As duas famílias vão passar este Natal juntas, mas Ksenia ainda não sabe quais são os planos, porque é a primeira vez que experimentam a época longe de casa, com diferentes tradições. Na Ucrânia, celebram as festividades em dias diferentes. “Por exemplo, o dia de São Nicolau é a 19 de dezembro e o dia de Natal é a 7 de janeiro. Mas o feriado mais brilhante é o do Ano Novo. Aqui aprendi que o principal é o do dia 25 de dezembro”, reflete, prevendo que o Natal deste ano será uma “surpresa e improvisação”. Embora em circunstâncias mais tristes, as ucranianas pensam apenas em “divertir-se”, porque para elas estas celebrações são meramente “simbólicas”.

Por outro lado, Ksenia admite que para a família de Liliana e Ioan o Natal tem um significado completamente diferente. “Acreditamos em Deus, mas não somos religiosas. Eles aqui vão à igreja, mantêm tradições. Por conseguinte, não sabemos como vai ser a nossa aventura de Natal”, reflete. As ucranianas ainda não sabem se a consoada será um prato típico português, como o bacalhau, mas contam que já provaram alguns desses pratos que a Liliana preparou. “Gostámos da batata com peixe, parece a nossa caçarola”, recorda Ksenia, que também ainda não decidiu se irá preparar algo típico da Ucrânia para a noite de Natal. “Temos de discutir isso primeiro”.

______

## Enunciado da tarefa
Resuma em duas frases o texto sobre o Natal de Ksenia.

## Excerto do material

______

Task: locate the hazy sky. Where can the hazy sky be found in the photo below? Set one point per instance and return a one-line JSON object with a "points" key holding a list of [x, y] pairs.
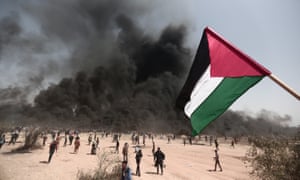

______

## Resolução
As ucranianas vão passar este Natal com a família de Liliana e Ioan, mas ainda não sabem quais são os planos, porque é a primeira vez que vivem a época longe de casa, e na Ucrânia as festividades têm outras datas, sendo o Ano Novo o feriado mais brilhante. Para elas, as celebrações são meramente simbólicas e não são religiosas, ao contrário da família de Liliana e Ioan, que vai à igreja e mantém tradições, e ainda não decidiram se a consoada terá um prato típico português ou ucraniano, embora já tenham gostado de pratos preparados por Liliana.